* [Set of tasks]:
- A) According to the Halloween blog post, what does the writer love about Halloween?
- B) Carry on the Halloween blog post from its final line.

* [Source extract]:
Monday, October 31, 2005

The Spooky.


I love Halloween.
I love it.
I wish we had it twice every year.
I don't love it because of the costumes.
I don't love it for the candy.
No.
What I love about Halloween is the spooky.
It is the one time of the year where people don't look at you like you are a weirdo for beign obsessed with ghosts, vampires, zombies, witchcraft and madness. In fact, that's kind of encouraged. I don't know anything about the psychology behind the holiday. I know very little about the history surrounding it. What I do know is that The Spooky rocks.

So, in celebration of The Spooky, here are a few spooky links to CHILL YOUR BLOOD!
TAPS, The Atlantic Paranormal Society- Evidence Section.

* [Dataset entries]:

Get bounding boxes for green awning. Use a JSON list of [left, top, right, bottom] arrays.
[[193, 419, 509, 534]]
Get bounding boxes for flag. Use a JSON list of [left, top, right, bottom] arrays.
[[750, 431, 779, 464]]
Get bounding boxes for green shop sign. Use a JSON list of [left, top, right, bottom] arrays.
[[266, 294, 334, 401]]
==
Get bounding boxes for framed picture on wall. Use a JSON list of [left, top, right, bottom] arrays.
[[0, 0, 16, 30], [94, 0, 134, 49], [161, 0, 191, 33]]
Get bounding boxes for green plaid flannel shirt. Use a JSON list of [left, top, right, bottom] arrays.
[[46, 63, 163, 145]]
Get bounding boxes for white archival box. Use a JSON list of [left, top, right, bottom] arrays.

* [Answers for this exercise]:
- A) The spooky.

- B)
TAPS has a show on the Sci-Fi channel. I am positively addicted to it. My mom records it and brings it down for us all to watch together. They collect video, photographic and audio evidence from "haunted" locations trying to debunk them. Their method is to try to disprove hauntings, if there is evidence left over that they cannot explain then that location is most likely haunted. The EVP's (Electronic Voice Phenomena) are extremely creepy.

EVPVoices.com. They have a collection of more EVP's.

Minnesotaghosts.com. Ghost hunters in MN, just in case we want to join up.

The Moonlit Road
"Ghost stories and strange folktales of the American South, told by the region's most celebrated storytellers.

We invite you to light a lantern, open the gate and come take a walk down The Moonlit Road."


There is plenty of stuff out there, and all of it is really fun to watch. Some of it is incredibly cheesy. I highly recommend it.

Happly Halloween!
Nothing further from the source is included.